-- Supplied records follows --
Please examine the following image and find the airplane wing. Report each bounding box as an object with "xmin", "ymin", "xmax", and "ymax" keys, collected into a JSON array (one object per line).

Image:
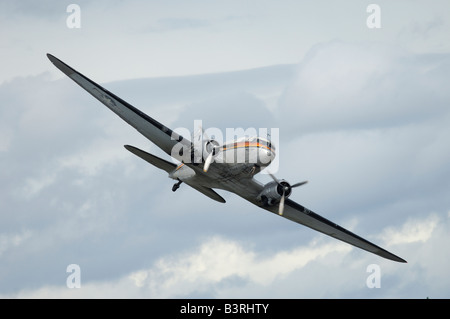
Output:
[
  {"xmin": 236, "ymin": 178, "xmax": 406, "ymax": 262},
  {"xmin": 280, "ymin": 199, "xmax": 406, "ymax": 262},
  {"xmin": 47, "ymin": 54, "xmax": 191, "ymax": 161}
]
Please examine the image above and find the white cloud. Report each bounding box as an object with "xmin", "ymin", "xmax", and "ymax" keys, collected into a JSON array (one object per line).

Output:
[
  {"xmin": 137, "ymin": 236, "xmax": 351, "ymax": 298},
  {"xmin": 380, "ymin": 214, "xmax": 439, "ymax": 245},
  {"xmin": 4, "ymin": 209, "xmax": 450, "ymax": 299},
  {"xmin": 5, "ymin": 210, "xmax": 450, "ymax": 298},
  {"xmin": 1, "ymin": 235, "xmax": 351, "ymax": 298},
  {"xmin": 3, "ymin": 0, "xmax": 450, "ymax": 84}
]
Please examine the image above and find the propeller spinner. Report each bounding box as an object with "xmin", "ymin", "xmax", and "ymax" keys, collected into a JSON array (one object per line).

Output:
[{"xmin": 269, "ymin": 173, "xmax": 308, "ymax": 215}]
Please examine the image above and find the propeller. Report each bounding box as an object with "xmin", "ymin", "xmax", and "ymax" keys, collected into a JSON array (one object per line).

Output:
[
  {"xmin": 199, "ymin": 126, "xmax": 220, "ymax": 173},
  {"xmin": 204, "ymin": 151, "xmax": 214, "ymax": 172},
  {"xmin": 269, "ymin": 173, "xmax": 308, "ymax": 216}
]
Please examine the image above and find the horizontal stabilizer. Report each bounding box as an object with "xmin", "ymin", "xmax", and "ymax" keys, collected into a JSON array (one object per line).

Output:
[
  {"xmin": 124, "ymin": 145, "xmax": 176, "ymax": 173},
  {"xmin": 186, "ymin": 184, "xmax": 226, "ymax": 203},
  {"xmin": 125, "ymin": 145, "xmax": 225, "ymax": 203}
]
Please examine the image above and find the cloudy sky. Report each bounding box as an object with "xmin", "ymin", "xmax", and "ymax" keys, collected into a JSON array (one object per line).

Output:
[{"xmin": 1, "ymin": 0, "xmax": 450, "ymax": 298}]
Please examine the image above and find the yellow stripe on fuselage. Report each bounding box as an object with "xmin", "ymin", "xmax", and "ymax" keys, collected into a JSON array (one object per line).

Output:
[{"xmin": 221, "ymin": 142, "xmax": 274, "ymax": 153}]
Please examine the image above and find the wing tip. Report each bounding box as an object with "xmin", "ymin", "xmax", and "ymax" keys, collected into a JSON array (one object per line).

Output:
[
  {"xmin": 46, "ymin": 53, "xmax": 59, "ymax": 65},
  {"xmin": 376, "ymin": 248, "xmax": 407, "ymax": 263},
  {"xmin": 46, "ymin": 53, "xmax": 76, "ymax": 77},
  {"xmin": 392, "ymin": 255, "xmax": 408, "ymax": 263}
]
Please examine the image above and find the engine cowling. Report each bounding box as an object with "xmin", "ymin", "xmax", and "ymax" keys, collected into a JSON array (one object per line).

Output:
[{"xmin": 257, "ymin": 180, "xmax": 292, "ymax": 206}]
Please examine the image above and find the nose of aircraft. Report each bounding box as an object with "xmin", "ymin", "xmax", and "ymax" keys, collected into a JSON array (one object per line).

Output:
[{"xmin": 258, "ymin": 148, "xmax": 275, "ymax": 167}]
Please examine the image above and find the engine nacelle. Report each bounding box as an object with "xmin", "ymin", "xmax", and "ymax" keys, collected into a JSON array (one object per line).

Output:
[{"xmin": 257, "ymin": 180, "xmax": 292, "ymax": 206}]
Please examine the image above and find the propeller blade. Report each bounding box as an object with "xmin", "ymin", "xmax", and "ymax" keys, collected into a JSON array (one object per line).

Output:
-- Supplied records concluded --
Exercise: An exact copy of the records above is wanted, with the pictures omitted.

Solution:
Please examine the following image and find the airplane wing. Report each bounding box as an object with "xmin", "ymin", "xmax", and "ymax" keys, collected into a JSON array (one object per line).

Image:
Output:
[
  {"xmin": 236, "ymin": 178, "xmax": 406, "ymax": 262},
  {"xmin": 280, "ymin": 199, "xmax": 406, "ymax": 262},
  {"xmin": 47, "ymin": 54, "xmax": 191, "ymax": 161}
]
Please examine the image above and find the white cloud. Report each bounding box as an object with "xmin", "ymin", "xmax", and "ymax" keys, collected into a JSON array (one object per line).

Output:
[
  {"xmin": 137, "ymin": 236, "xmax": 351, "ymax": 298},
  {"xmin": 380, "ymin": 214, "xmax": 439, "ymax": 245},
  {"xmin": 4, "ymin": 209, "xmax": 450, "ymax": 299},
  {"xmin": 5, "ymin": 210, "xmax": 450, "ymax": 298},
  {"xmin": 1, "ymin": 235, "xmax": 351, "ymax": 298},
  {"xmin": 3, "ymin": 0, "xmax": 450, "ymax": 84}
]
Please examine the image above and find the propeller spinner. Report each bounding box as an object with "xmin", "ymin", "xmax", and "ymax" keys, collected into a JSON array (one object per line).

Output:
[{"xmin": 269, "ymin": 173, "xmax": 308, "ymax": 215}]
Please examine the image above and find the propeller. Report each bounding box as an object with "xmin", "ymin", "xmax", and "ymax" keys, collected into a JSON array (one object per line).

Output:
[
  {"xmin": 199, "ymin": 126, "xmax": 220, "ymax": 173},
  {"xmin": 204, "ymin": 151, "xmax": 214, "ymax": 172},
  {"xmin": 269, "ymin": 173, "xmax": 308, "ymax": 216}
]
Please examine the image above and find the horizontal stabilizer. Report each bounding box as an object with "xmin", "ymin", "xmax", and "ymax" keys, collected into a JSON array (one object per line).

Output:
[
  {"xmin": 124, "ymin": 145, "xmax": 176, "ymax": 173},
  {"xmin": 186, "ymin": 184, "xmax": 226, "ymax": 203},
  {"xmin": 125, "ymin": 145, "xmax": 225, "ymax": 203}
]
Please examine the image above and find the cloudy sky. Report each bounding box as an object with "xmin", "ymin", "xmax", and "ymax" keys, collected into a JSON array (one object per line).

Output:
[{"xmin": 1, "ymin": 0, "xmax": 450, "ymax": 298}]
Please examine the image above and find the yellow stripe on fuselage. Report each bounding box as an object with "xmin", "ymin", "xmax", and "ymax" keys, collected into a JSON array (one object per line).

Output:
[{"xmin": 221, "ymin": 142, "xmax": 274, "ymax": 153}]
Please examine the image above and find the wing tip. Report each bounding box as an object with "xmin", "ymin", "xmax", and "ymax" keys, collected into a JSON array (one object per line).

Output:
[
  {"xmin": 46, "ymin": 53, "xmax": 59, "ymax": 65},
  {"xmin": 376, "ymin": 248, "xmax": 407, "ymax": 263},
  {"xmin": 46, "ymin": 53, "xmax": 76, "ymax": 77},
  {"xmin": 392, "ymin": 255, "xmax": 408, "ymax": 263}
]
Please examine the image above and find the engine cowling. Report each bounding box as an object with "xmin", "ymin", "xmax", and "ymax" keys, collected into a JSON array (one object per line).

Output:
[{"xmin": 257, "ymin": 180, "xmax": 292, "ymax": 206}]
Please examine the image above and find the nose of aircraft. Report each bounding box as an object with "xmin", "ymin", "xmax", and "ymax" keys, collected into a JSON array (one object per line).

Output:
[{"xmin": 258, "ymin": 148, "xmax": 275, "ymax": 167}]
Please examine the image above and find the engine nacelle. Report each bounding box as an object with "xmin", "ymin", "xmax", and "ymax" keys, collected into a JSON array (one object per line).

Output:
[{"xmin": 257, "ymin": 180, "xmax": 292, "ymax": 206}]
Please examine the image above and find the propeller blade. Report each bounding box as an object with "xmin", "ymin", "xmax", and "ymax" keys, collected into a JSON array (one object per line).

Output:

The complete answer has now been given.